→ **What the task asks**:
From the first line to the last, copy the data exactly.
════════════════
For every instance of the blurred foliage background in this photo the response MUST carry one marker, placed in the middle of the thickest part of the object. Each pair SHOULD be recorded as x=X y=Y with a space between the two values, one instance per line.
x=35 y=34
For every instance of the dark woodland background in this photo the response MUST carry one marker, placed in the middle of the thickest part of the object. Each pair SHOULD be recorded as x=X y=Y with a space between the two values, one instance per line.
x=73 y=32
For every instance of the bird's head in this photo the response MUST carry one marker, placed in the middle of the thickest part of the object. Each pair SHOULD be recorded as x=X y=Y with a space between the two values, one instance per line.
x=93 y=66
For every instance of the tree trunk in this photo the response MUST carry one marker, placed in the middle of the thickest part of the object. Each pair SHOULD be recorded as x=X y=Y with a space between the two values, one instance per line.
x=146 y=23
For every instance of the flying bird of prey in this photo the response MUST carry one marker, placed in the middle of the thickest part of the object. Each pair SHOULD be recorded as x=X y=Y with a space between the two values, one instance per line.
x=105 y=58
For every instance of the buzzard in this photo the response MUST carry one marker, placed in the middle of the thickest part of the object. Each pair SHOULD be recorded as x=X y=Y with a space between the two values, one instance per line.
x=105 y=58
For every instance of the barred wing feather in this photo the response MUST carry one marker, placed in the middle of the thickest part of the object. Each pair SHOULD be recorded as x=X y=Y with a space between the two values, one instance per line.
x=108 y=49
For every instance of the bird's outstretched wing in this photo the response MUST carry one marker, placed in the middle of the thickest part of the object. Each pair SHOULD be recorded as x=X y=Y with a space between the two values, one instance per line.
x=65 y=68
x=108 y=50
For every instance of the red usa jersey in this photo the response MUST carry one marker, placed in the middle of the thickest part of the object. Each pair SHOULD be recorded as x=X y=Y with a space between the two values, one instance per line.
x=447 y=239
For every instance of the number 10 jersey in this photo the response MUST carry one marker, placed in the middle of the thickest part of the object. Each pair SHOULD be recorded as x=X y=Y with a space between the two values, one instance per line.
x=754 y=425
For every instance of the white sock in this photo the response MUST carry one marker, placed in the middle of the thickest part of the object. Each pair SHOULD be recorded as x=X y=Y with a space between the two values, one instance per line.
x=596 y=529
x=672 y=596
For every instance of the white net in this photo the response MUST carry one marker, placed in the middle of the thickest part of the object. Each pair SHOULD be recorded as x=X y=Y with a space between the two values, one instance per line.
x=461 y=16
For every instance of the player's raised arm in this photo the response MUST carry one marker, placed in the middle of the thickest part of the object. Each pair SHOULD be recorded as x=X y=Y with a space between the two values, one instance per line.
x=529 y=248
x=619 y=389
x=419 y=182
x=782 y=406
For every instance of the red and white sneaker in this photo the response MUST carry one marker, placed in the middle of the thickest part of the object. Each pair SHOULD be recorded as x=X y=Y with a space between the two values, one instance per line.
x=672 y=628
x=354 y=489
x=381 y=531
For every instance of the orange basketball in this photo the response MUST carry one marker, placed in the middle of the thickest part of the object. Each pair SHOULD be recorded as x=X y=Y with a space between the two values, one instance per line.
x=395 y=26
════════════════
→ **Final answer**:
For every instance of the blurred foliage background in this photo the response MUST carry one marker, placed in the middle of the thickest part of the object. Each pair SHOULD be recorded as x=X y=Y with a space between the two values, one instance per line.
x=35 y=34
For every instance of the dark woodland background in this photo the response MUST carry one marker, placed in the middle of the thickest part of the object. Each pair SHOULD be recorded as x=X y=Y with a space between the two values, one instance per line.
x=73 y=32
For every instance of the bird's head in this photo the response MUST carry one marker, placed in the middle of the thickest part of the object. Each pair SHOULD be recorded as x=X y=Y with a space between the two values, one instance per line.
x=93 y=66
For every instance of the tree trunk in this photo the response MUST carry one marker, placed in the middle of the thickest part of the object. Each pair SHOULD be recorded as x=X y=Y with a space between the two values, one instance per line.
x=146 y=23
For every instance of the flying bird of prey in this photo the response MUST carry one marker, placed in the middle of the thickest part of the object. Each pair SHOULD be recorded as x=X y=Y with a space between the two values, one instance per line.
x=105 y=58
For every instance of the buzzard in this photo the response MUST carry one marker, placed in the middle of the thickest part of the object. Each pair SHOULD be recorded as x=X y=Y with a space between the two values, one instance per line.
x=105 y=58
For every instance of the barred wing feather in this photo the response MUST carry one marker, placed in the middle of the thickest part of the object. Each pair SHOULD be recorded as x=X y=Y with a space between the two values, one instance per line.
x=108 y=49
For every instance of the bird's outstretched wing in this photo the response MUST carry one marker, placed in the middle of the thickest part of the object. Each pair SHOULD be recorded as x=X y=Y with a space between the two values, one instance per line.
x=65 y=68
x=108 y=50
For every instance of the red usa jersey in this photo the response MUST carry one marker, placed in the middle of the thickest part of the object. Each pair SHOULD be recorded as x=X y=Y with a space between the two values, one instance per line.
x=447 y=239
For every instance of the number 10 jersey in this photo the response MUST carry one marker, placed in the middle of the thickest part of the object. Each pair SHOULD be recorded as x=X y=Y with a space between the two values, one instance per line.
x=754 y=425
For every instance of the white sock in this photo the response MUST carry one marker, placed in the middle of the thickest part of the object. Each pair SHOULD be recorded as x=X y=Y with a space between the two values, one instance per line.
x=596 y=529
x=672 y=596
For every instance of the white net in this photo the response MUST carry one marker, placed in the middle of the thickest part of the object. Each pair SHOULD be recorded as x=X y=Y with a space between the two values, one instance per line.
x=461 y=16
For every instance of the player's raised arm in this photo the response MUST carry one marker, placed in the middle of the thickest part of the object. Each pair SHOULD be recorded as x=X y=Y with a space between the two values, one instance per line.
x=529 y=248
x=619 y=389
x=419 y=182
x=782 y=406
For every instance of the red and white sneaker in this photo the response MUST carry one marker, placed in the middle of the thickest part of the object. Each pair SHOULD be recorded as x=X y=Y with a space between the two values, one instance per line.
x=672 y=628
x=354 y=489
x=381 y=531
For every instance of the orange basketball in this photo the response MUST carry one marker, placed in the middle of the thickest part of the object. Each pair SHOULD be recorded as x=X y=Y with a space between the two values, one instance per line.
x=395 y=26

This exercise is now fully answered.